WORK ORDER:
Before repeating the entries below, strip out every picture and keep all else as it is.
--- RECORDS SUPPLIED ---
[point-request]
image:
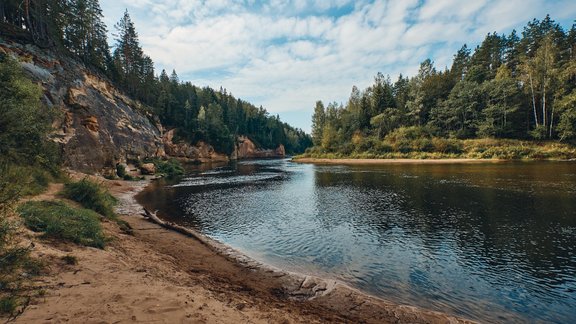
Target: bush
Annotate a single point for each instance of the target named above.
(170, 168)
(60, 221)
(121, 170)
(91, 195)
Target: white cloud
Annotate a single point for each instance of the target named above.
(286, 54)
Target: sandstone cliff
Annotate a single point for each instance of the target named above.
(201, 152)
(97, 126)
(246, 149)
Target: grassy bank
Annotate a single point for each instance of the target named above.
(59, 221)
(441, 148)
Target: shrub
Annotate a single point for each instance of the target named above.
(60, 221)
(121, 170)
(170, 168)
(91, 195)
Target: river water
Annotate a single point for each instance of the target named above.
(488, 241)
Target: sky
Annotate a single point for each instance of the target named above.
(287, 54)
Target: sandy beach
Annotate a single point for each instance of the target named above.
(158, 275)
(391, 161)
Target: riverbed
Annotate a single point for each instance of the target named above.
(487, 241)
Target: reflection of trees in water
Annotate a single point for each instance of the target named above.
(524, 228)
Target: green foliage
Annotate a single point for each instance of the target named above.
(59, 221)
(91, 195)
(507, 88)
(121, 170)
(24, 122)
(170, 168)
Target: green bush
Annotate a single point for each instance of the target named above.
(170, 168)
(59, 221)
(121, 170)
(91, 195)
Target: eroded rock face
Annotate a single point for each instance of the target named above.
(99, 126)
(201, 152)
(246, 149)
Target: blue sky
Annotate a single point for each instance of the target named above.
(286, 54)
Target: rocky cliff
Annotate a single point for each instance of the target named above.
(246, 149)
(201, 152)
(99, 127)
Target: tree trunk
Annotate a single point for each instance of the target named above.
(552, 121)
(544, 104)
(533, 99)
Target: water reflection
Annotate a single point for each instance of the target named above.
(493, 241)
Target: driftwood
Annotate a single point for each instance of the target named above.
(174, 227)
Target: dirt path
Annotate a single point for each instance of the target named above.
(160, 276)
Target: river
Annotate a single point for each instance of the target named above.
(488, 241)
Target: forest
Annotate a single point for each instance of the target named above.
(520, 87)
(76, 28)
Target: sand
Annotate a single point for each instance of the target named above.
(158, 275)
(391, 161)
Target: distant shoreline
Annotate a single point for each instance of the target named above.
(393, 161)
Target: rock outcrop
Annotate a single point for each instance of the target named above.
(99, 126)
(246, 149)
(201, 152)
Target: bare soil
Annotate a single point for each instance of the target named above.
(158, 275)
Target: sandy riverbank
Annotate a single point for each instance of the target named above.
(158, 275)
(391, 161)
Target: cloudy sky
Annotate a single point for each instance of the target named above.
(286, 54)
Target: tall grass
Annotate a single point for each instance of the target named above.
(57, 220)
(398, 145)
(91, 195)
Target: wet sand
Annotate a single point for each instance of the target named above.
(391, 161)
(160, 275)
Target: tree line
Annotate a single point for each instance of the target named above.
(511, 86)
(76, 28)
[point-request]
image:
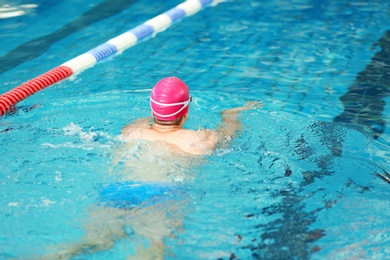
---
OUTPUT FOR THIS TASK:
[point-request]
image:
Target: bush
Annotate a single point for each instance of the target named above.
(170, 168)
(60, 221)
(121, 170)
(91, 195)
Target: white cloud
Annotate a single point for each instance of the target named above.
(286, 54)
Target: sandstone cliff
Annotate a single point for each instance of the target named above.
(201, 152)
(97, 126)
(246, 149)
Target: grassy bank
Annotate a single point for each instance of the target named above.
(59, 221)
(441, 148)
Target: shrub
Annotate a single point for each instance of the target named above.
(60, 221)
(121, 170)
(170, 168)
(91, 195)
Target: river water
Annotate a single point for each instance of the target named above.
(488, 241)
Target: sky
Annotate a single point for each instance of the target named above.
(287, 54)
Target: sandy beach
Annotate a single point for each instance of the target named above.
(158, 275)
(391, 161)
Target: riverbed
Annotate a single point for each instance of the target named above.
(487, 241)
Target: reflection of trees in water
Annotate a single point for each instance of the target named above.
(524, 228)
Target: green foliage
Annotate a single point for each instance of the target named above.
(59, 221)
(91, 195)
(507, 88)
(121, 170)
(24, 122)
(170, 168)
Target: green bush
Annotate a single point for each instance of the target named above.
(170, 168)
(59, 221)
(121, 170)
(91, 195)
Target: eroded rock face
Annotate a single point for each instance of the target named above.
(99, 126)
(201, 152)
(246, 149)
Target: blue sky
Annotate a single point for each instance of the target named above.
(286, 54)
Target: rocky cliff
Annotate a single point for each instance of the target named above.
(246, 149)
(201, 152)
(99, 127)
Target: tree trunk
Annotate a single point for each instance of the target named above.
(552, 121)
(544, 104)
(533, 99)
Target: water reflection
Annotate a single point for each instance of the target named above.
(493, 241)
Target: driftwood
Annotate a single point for each instance of the target named above.
(174, 227)
Target: dirt path
Annotate a single point for each instance of the target named above.
(160, 276)
Target: river
Annotate a single point for each instance of the target named above.
(488, 241)
Target: forest
Annotate a single point for each instance of the target named above.
(520, 87)
(76, 28)
Target: sand
Annotate a single point for each instance of the target named above.
(158, 275)
(391, 161)
Target: distant shoreline
Annotate a single point for each instance of the target named above.
(393, 161)
Target: rock outcrop
Annotate a single point for each instance of the target named above.
(99, 126)
(246, 149)
(201, 152)
Target: bare soil
Annotate a single point for each instance of the target named above.
(158, 275)
Target: sandy riverbank
Annotate a single point for each instance of the target named above.
(158, 275)
(391, 161)
Target: cloudy sky
Annotate a single point for each instance of the target named above.
(286, 54)
Target: tall grass
Annotate a single point for each instance of the target named above.
(57, 220)
(398, 145)
(91, 195)
Target: wet sand
Annotate a single point for each instance of the target named above.
(391, 161)
(160, 275)
Target: tree line
Annotate a single point for each instance of the target named above.
(511, 86)
(76, 28)
[point-request]
image:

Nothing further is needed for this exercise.